• Work order A:
In the excerpt on progress medical certificates, copy the passage that begins at the words "21 The issue" and ends after the words "gone in already?".
• Work order B:
Summarize the excerpt on progress medical certificates in two sentences.

• Document extract:
[Start of section]

20 It would seem that the arbitrator, by referring in the last of his above quoted statements to 'section 217', was actually intending to refer to s 217A of the Act.

21 The issue regarding the progress medical certificates was returned to on 14 June 2013. On that date the following exchange occurred at the point in time in which the appellant's representative was closing the appellant's case (ts 68 – 73):

    ARBITRATOR:
    Now, Mr O'Toole, is that the ---
    MR O'TOOLE:
    Save for the medical evidence.
    ARBITRATOR:
    Yes. Which – that's all gone in already?
    MR O'TOOLE:
    It's in evidence.
    ARBITRATOR:
    Yes.
    MR O'TOOLE:
    And save for my addressing it – the medical evidence in due course ---
    ARBITRATOR:
    Yes, certainly.
    MR O'TOOLE:
    As far as the evidence from the witnesses are concerned ---
    ARBITRATOR:
    Yes.
    MR O'TOOLE:
    --- oral evidence is concerned, that is my case.
    ARBITRATOR:
    Right. I – I've got some – still some residual concerns about the lack of progress medical certificates and I say it in this context; it seems there have – obviously have been some. They haven't been put to me therefore are not adduced but it seems common ground that they're in existence and I know I raised that yesterday, Mr O'Toole, and you said, well, you can deal with that in another application or there's always potential under section 217A to ask for reconsideration on the basis you've got new information but that seems to me and I raise this up to various (indistinct) respondent but it seems to me that would be an unnecessary duplication. If the parties have got the progress medical certificates --
    MR O'TOOLE:
    I think we've got the progress medical certificates.

[End of section]

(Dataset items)
[Start of section]

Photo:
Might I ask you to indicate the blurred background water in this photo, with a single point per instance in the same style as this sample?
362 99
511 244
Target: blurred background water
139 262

[End of section]

• Answer A:
21 The issue regarding the progress medical certificates was returned to on 14 June 2013. On that date the following exchange occurred at the point in time in which the appellant's representative was closing the appellant's case (ts 68 – 73):

    ARBITRATOR:
    Now, Mr O'Toole, is that the ---
    MR O'TOOLE:
    Save for the medical evidence.
    ARBITRATOR:
    Yes. Which – that's all gone in already?

• Answer B:
The arbitrator's reference to "section 217" appears to have been meant as a reference to s 217A of the Act. On 14 June 2013, as the appellant's case was closing, the arbitrator raised concerns about the absence of progress medical certificates that seemed to exist but had not been put to him, said that dealing with them through a later application would be unnecessary duplication, and Mr O'Toole replied that he thought they had the certificates.